TASK INSTRUCTIONS: Report only the number of lines in the rows below that contain the word "post". Matching is case-sensitive.

DATA RECORDS:
* * *

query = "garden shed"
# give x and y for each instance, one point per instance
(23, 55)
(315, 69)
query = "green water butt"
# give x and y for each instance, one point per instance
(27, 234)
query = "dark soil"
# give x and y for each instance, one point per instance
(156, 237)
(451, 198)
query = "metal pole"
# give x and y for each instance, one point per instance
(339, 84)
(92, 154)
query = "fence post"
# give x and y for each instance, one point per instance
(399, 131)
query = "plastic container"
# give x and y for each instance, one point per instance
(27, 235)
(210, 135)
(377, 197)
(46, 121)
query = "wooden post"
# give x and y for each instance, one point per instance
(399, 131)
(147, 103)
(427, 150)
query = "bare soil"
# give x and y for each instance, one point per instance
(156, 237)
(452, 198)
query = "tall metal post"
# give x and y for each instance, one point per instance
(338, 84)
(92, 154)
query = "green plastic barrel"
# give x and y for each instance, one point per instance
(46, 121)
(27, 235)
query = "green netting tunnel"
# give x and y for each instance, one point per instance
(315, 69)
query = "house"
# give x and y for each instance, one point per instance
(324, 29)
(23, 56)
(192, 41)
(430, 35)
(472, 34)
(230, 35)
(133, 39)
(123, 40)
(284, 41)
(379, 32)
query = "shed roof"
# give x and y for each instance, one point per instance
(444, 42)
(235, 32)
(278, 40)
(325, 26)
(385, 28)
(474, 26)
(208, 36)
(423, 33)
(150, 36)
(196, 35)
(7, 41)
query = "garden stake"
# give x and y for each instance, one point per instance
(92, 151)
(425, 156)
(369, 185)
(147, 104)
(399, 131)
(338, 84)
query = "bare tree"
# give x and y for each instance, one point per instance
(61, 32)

* * *

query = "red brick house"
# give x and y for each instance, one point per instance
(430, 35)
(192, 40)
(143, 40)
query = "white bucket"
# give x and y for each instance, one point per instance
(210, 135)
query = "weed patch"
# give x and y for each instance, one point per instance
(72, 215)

* * *

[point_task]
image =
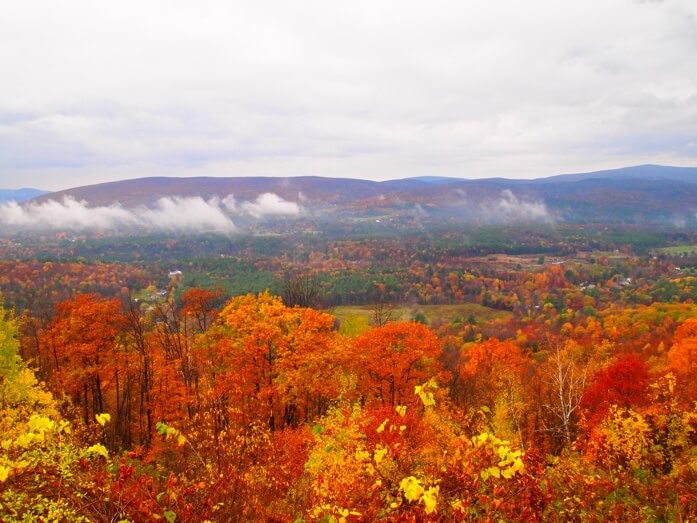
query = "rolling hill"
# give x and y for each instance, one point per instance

* * *

SOLUTION FOR THIS TASK: 3